Work to be completed ▸ Repeat the records below word for word, from their first line through the line containing "M 28 112 L 30", including that line.

Source material ▸
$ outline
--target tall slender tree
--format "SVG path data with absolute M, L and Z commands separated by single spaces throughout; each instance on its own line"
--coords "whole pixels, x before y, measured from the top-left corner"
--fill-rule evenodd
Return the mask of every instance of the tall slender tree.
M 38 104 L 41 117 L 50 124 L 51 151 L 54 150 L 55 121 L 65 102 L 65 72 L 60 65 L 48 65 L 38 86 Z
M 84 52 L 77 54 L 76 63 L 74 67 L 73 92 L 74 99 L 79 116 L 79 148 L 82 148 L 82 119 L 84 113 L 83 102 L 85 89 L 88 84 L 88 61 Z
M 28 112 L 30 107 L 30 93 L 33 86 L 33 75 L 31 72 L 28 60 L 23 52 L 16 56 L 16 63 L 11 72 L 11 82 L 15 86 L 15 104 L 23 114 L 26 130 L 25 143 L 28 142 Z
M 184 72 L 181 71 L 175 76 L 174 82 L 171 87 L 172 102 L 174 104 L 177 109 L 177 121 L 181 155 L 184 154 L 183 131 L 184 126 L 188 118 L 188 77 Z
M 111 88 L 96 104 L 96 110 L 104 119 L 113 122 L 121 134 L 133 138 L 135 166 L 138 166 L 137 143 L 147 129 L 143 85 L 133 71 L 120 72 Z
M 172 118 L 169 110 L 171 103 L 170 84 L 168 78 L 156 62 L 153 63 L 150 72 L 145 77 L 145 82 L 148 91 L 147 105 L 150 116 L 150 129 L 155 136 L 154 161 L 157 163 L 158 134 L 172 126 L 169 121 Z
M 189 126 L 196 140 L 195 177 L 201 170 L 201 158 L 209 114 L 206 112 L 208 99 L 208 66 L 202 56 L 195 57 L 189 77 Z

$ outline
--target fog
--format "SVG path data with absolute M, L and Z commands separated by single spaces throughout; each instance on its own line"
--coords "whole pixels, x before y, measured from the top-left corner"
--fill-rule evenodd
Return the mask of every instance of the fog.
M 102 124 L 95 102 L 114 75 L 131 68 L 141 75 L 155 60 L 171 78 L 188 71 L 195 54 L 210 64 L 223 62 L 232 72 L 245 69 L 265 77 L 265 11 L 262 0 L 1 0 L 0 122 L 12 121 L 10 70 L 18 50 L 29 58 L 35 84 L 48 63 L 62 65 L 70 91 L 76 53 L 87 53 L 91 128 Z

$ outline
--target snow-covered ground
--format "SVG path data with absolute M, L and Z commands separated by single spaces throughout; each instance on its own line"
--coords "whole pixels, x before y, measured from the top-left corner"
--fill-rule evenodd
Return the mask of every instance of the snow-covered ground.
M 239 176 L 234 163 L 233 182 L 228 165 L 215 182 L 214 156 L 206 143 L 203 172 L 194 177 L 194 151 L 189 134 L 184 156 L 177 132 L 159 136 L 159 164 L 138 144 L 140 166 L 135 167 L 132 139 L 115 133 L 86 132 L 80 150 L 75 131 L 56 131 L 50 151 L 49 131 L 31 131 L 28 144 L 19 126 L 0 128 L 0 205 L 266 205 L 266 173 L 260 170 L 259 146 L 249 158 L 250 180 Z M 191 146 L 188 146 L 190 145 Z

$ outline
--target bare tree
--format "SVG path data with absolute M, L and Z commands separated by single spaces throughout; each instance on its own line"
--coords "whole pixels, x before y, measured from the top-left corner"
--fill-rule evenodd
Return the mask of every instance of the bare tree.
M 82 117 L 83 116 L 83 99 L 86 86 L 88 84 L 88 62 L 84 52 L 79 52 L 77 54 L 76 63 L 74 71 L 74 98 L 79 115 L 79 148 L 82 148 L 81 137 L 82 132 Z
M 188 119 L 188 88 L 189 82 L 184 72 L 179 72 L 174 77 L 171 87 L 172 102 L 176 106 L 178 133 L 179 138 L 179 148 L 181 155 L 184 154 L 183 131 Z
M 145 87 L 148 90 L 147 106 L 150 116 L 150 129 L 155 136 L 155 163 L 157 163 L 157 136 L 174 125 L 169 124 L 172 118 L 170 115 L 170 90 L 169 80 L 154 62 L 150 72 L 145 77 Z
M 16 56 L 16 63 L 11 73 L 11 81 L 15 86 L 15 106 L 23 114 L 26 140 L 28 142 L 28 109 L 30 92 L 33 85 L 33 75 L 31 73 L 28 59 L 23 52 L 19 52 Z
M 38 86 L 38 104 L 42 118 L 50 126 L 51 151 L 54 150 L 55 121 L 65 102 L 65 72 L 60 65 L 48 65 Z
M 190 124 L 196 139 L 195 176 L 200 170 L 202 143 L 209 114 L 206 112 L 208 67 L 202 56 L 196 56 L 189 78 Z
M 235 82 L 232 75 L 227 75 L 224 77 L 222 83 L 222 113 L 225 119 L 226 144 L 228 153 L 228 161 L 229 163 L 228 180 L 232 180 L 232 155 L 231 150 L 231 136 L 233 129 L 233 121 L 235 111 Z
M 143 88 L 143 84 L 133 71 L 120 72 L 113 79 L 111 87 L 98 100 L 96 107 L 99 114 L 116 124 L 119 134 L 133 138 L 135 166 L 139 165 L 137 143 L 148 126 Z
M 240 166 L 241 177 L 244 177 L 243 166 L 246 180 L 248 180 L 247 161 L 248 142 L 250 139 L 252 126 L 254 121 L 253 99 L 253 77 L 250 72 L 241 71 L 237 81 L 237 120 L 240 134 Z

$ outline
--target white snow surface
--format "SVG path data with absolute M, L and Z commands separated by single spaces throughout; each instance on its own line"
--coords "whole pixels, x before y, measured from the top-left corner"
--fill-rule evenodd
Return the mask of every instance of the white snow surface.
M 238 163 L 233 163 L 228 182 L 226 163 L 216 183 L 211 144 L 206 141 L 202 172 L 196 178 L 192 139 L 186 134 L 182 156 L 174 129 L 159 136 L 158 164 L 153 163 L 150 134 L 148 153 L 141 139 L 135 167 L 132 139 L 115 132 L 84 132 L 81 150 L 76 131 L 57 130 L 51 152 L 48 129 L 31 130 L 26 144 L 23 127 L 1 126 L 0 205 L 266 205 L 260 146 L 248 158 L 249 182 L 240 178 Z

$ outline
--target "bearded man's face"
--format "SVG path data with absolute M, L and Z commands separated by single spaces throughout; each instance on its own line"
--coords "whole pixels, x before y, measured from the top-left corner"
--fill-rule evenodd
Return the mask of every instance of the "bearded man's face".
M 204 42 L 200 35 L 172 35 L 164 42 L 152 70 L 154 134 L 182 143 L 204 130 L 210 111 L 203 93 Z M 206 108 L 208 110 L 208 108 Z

Answer to the problem ▸
$ outline
--target tall slender tree
--format "SVG path data with absolute M, L and Z commands separated by single spaces throughout; each instance on its own line"
--coords "whole pixels, x before y, measured from the top-left corner"
--fill-rule evenodd
Return the mask of every instance of the tall slender tree.
M 38 104 L 41 117 L 50 124 L 51 151 L 54 150 L 55 121 L 65 102 L 65 72 L 60 65 L 48 65 L 38 86 Z
M 84 52 L 77 54 L 76 63 L 74 67 L 73 92 L 74 99 L 79 116 L 79 148 L 82 148 L 82 119 L 84 113 L 83 102 L 85 89 L 88 84 L 88 61 Z
M 28 112 L 30 107 L 30 93 L 33 86 L 33 75 L 31 72 L 28 60 L 23 52 L 16 56 L 16 63 L 11 72 L 11 82 L 15 86 L 15 104 L 23 114 L 26 130 L 25 143 L 28 142 Z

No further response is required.